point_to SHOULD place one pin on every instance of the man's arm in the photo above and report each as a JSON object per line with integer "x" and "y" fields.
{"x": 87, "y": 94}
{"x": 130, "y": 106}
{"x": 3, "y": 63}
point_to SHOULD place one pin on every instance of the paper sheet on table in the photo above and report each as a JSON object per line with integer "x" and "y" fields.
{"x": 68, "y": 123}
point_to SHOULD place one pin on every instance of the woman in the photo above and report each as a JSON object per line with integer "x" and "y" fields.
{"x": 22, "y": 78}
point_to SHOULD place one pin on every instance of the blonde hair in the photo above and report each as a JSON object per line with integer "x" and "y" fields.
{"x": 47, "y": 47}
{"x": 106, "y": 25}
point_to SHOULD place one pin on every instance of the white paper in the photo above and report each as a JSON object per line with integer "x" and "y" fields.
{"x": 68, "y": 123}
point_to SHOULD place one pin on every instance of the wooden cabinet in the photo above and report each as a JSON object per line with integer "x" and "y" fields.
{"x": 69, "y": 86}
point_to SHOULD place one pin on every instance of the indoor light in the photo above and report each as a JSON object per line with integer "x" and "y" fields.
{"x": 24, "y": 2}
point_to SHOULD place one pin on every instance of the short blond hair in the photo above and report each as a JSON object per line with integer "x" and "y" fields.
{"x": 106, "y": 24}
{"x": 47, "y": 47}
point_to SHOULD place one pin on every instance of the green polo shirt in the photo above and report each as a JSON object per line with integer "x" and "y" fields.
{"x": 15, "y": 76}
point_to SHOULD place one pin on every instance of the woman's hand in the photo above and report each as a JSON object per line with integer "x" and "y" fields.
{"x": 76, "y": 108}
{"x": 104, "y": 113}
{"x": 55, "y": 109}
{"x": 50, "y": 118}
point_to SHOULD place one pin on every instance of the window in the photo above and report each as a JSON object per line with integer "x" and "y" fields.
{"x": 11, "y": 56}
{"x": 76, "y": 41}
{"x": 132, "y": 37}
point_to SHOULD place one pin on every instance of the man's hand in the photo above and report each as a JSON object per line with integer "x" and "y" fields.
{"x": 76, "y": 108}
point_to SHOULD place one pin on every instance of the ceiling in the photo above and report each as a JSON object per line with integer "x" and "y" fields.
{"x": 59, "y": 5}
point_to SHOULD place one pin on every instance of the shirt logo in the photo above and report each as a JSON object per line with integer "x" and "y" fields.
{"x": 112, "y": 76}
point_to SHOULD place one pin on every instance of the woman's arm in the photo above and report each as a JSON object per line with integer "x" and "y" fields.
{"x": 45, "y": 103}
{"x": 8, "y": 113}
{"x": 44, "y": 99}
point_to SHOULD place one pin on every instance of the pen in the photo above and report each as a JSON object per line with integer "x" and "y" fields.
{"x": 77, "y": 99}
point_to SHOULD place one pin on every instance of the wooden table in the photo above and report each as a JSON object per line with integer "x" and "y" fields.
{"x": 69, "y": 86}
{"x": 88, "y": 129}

+++

PROBLEM STATEMENT: All lines from the one containing "point_to SHOULD place one pin on every instance of the green" through the end of the data, and no others, are to be given again word for word.

ANSWER BOX:
point_to SHOULD place one pin on every instance of the green polo shirt in the photo above and report each as a JSON object per line with integer "x" and "y" fields.
{"x": 15, "y": 76}
point_to SHOULD place one pin on every instance of the woman's hand in the photo above and report each as a JSON object per line with integer "x" and "y" fields.
{"x": 76, "y": 108}
{"x": 104, "y": 113}
{"x": 55, "y": 109}
{"x": 50, "y": 118}
point_to SHOULD place one pin on every instance of the window in the photo above and report each as a JSON object per line with integer "x" and "y" fields.
{"x": 11, "y": 56}
{"x": 76, "y": 41}
{"x": 132, "y": 37}
point_to SHOULD place one pin on every instance of the man's hand in the photo above and report each as a JSON object per line with integer "x" and "y" fields.
{"x": 76, "y": 108}
point_to SHOULD place one pin on every instance of the ceiling in the photo above and report each as a JSON object per line with integer "x" and "y" fields.
{"x": 59, "y": 5}
point_to SHOULD place one pin on every instance of the shirt logo in the photo above and report each as a JSON object per line with integer "x" and "y" fields.
{"x": 112, "y": 76}
point_to SHOULD place one pin on every instance of the woman's arm in the photo above and report each as a JSON object per line with integer "x" and "y" fields.
{"x": 45, "y": 103}
{"x": 8, "y": 113}
{"x": 44, "y": 99}
point_to SHOULD place one pin on every instance of the pen in the photo above and report each as a JSON object per line with integer "x" and "y" fields.
{"x": 77, "y": 99}
point_to SHOULD place one pin on every instance of the wooden table in the photo above and report each as a JSON object per line with integer "x" and "y" fields.
{"x": 69, "y": 86}
{"x": 88, "y": 129}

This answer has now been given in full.